-------- Excerpted data --------
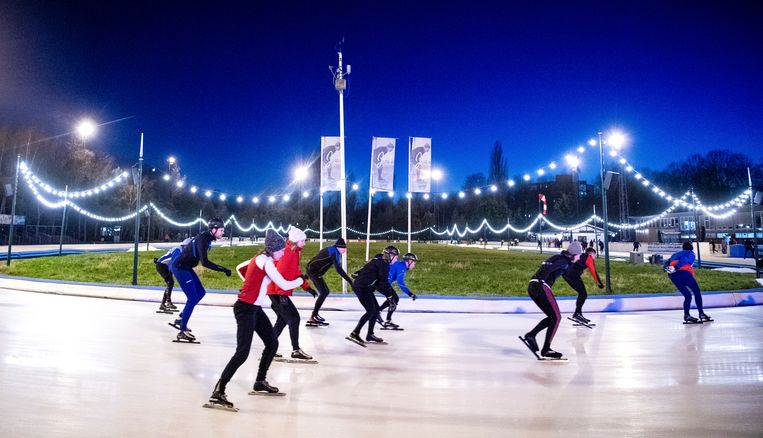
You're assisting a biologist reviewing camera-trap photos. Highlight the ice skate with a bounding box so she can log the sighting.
[172,330,199,344]
[540,348,567,360]
[202,391,238,412]
[567,312,596,329]
[684,315,702,324]
[345,332,366,347]
[275,348,318,364]
[382,321,405,331]
[366,333,386,344]
[249,380,286,397]
[305,316,329,327]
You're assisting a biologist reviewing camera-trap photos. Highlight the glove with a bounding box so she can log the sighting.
[307,287,318,298]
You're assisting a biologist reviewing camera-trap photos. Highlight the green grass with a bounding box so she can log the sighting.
[0,242,760,296]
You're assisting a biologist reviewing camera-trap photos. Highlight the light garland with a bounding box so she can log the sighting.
[19,161,129,199]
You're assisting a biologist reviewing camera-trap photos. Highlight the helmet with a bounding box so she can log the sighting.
[207,217,225,230]
[382,245,400,260]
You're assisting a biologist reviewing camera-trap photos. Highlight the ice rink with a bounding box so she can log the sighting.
[0,290,763,438]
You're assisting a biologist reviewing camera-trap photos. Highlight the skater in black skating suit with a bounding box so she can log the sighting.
[562,247,604,324]
[525,241,583,359]
[306,238,352,325]
[348,246,400,345]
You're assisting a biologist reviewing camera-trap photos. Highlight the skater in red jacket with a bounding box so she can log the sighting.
[268,227,318,360]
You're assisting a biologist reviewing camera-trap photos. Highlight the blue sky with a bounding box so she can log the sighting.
[0,0,763,194]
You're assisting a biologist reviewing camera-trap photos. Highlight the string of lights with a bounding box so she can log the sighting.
[19,161,128,199]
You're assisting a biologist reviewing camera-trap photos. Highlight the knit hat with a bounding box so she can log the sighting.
[289,227,307,243]
[265,229,286,254]
[567,240,583,255]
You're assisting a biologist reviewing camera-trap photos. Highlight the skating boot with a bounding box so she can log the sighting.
[249,380,286,396]
[177,330,196,342]
[572,312,591,324]
[291,348,313,360]
[366,333,384,344]
[540,348,562,359]
[344,332,366,347]
[204,391,238,412]
[524,333,539,352]
[305,316,329,327]
[684,315,699,324]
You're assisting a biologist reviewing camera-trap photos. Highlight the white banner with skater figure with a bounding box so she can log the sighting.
[321,137,343,192]
[408,137,432,193]
[371,137,397,192]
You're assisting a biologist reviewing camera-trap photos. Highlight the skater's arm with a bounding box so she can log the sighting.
[263,257,304,290]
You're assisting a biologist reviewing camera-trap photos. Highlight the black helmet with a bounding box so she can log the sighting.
[403,252,419,262]
[207,217,225,230]
[382,245,400,259]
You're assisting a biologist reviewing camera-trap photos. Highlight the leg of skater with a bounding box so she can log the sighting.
[254,306,278,393]
[209,301,258,407]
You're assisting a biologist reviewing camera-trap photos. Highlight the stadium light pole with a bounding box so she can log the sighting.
[329,38,351,293]
[598,131,612,294]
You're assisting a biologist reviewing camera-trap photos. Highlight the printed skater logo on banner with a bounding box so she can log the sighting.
[408,137,432,193]
[321,137,343,192]
[371,137,397,192]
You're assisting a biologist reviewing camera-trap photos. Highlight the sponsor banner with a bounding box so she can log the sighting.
[371,137,397,192]
[321,137,343,192]
[408,137,432,193]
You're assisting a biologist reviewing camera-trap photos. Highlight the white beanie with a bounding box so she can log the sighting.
[289,227,307,243]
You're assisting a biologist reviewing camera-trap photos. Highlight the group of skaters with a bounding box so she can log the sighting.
[154,218,712,410]
[154,218,418,410]
[519,241,712,360]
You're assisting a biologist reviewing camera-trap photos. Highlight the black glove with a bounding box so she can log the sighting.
[307,287,318,298]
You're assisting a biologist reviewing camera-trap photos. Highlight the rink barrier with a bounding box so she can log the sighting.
[0,275,763,314]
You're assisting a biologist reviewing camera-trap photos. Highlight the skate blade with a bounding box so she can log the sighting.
[273,357,318,364]
[249,391,286,397]
[344,336,366,348]
[519,336,543,360]
[201,403,238,412]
--------
Rewrite the data above with each "biologist" changed to "wildlife researcher" and everything else left as is. Omit the pictures from your answer.

You're assisting a wildlife researcher reviewing camera-trap photos. Highlight the ice skate with a bounding box so she can log the sighting.
[172,330,199,344]
[540,348,567,360]
[202,391,238,412]
[567,312,596,329]
[684,315,702,324]
[345,332,366,347]
[275,348,318,364]
[382,321,405,331]
[366,333,386,344]
[249,380,286,397]
[305,316,329,327]
You're assisting a wildlife researcher reviewing camera-trap photos. Highlight the glove with a bounding box so she can log the sighting.
[307,287,318,298]
You're assisting a wildlife researcher reviewing camera-trap photos. Highlight the green grass with a bounding box so she can log the sighting.
[0,242,760,296]
You're assisting a wildlife researcher reviewing camera-trap photos. Highlight the light garland with a bounding box so she can log the sighting.
[19,161,129,199]
You're assisting a wildlife researcher reviewing camera-trap photos. Highlight the helmet with a bounding box so she can log the sighting.
[207,217,225,230]
[382,245,400,260]
You're assisting a wildlife researcher reviewing camera-trap photos. Highlight the ice rink with a bounding box so she can log the sighting.
[0,290,763,438]
You're assisting a wildlife researcher reviewing camera-trap photos. Highlight the skater in black skating suit with a bounding box so she can log the sighting.
[562,247,604,324]
[525,241,583,359]
[306,238,352,325]
[348,246,400,345]
You're assisting a wildlife researcher reviewing camera-trap photos. Highlight the skater in red jacket with a bounding box so she can log the sighting.
[268,227,318,360]
You're assisting a wildlife researcher reviewing camera-trap photos. Highlight the blue sky with a bounding box so she can log the sighting.
[0,0,763,194]
You're assisting a wildlife researcher reviewing camera-trap photos. Highlight the string of lights with a bounding box so she can log the sighting.
[19,161,128,199]
You're assisting a wildlife researcher reviewing camera-trap photos. Highlight the knit hat with a bounding box so she can log the sighting.
[289,227,307,243]
[265,229,286,254]
[567,240,583,255]
You're assisting a wildlife researcher reviewing camera-trap photos. Highlight the skating boot with a bounding box so she can log the sighting.
[249,380,286,396]
[177,330,196,342]
[572,312,591,324]
[291,348,313,360]
[366,333,384,344]
[540,348,562,359]
[344,332,366,347]
[204,391,238,412]
[524,333,539,352]
[305,316,329,327]
[684,315,699,324]
You're assisting a wildlife researcher reviewing camera-trap photos. Highlight the white banner with skater figure with a bounding box so she can log the sighting.
[321,137,343,192]
[408,137,432,193]
[371,137,397,192]
You're assisting a wildlife researcher reviewing camera-trap photos. Highlight the skater's arm with a bounding box so she can log the sighting.
[263,257,304,290]
You're assisting a wildlife researcher reviewing camera-trap photos. Highlight the black helmet with a bounding box so she can log the sighting.
[403,252,419,262]
[207,217,225,230]
[382,245,400,259]
You're assisting a wildlife researcher reviewing camera-trap photos. Highlight the leg of skater with a bounding box so she can log the sighting.
[254,306,278,393]
[209,301,258,407]
You're assisting a wildlife researcher reviewing camera-trap photos. Highlight the stadium light pole with a bounding box so she can log the sighting.
[329,38,351,293]
[598,131,612,294]
You're assisting a wildlife researcher reviewing camera-trap photos. Highlight the printed skater logo on banner with a bounding box so she can log the sighting.
[408,137,432,193]
[321,137,343,192]
[371,137,397,192]
You're assisting a wildlife researcher reviewing camera-trap photos. Highlight the sponsor banner with a bounding box so she can log the sighting.
[371,137,397,192]
[321,137,343,192]
[408,137,432,193]
You're assisting a wildlife researcher reviewing camera-trap photos. Highlight the white beanie with a bounding box so she can log the sighting.
[289,227,307,243]
You're assisting a wildlife researcher reviewing camera-trap photos. Highlight the group of skaters with a bounding box so she can log the sighting.
[154,218,712,410]
[154,218,418,410]
[519,241,712,360]
You're assisting a wildlife researcher reviewing camera-trap photos. Highlight the black glove with a bounding box so she can log the sighting.
[307,287,318,298]
You're assisting a wildlife researcher reviewing camera-trap photos. Highlight the rink barrier with a bounding box so she can log the sighting.
[0,275,763,314]
You're assisting a wildlife researcher reviewing camera-trap photos. Highlight the skate blade with a bounding box so she can log the sighting.
[273,357,318,364]
[249,391,286,397]
[344,336,366,348]
[519,336,543,360]
[201,403,238,412]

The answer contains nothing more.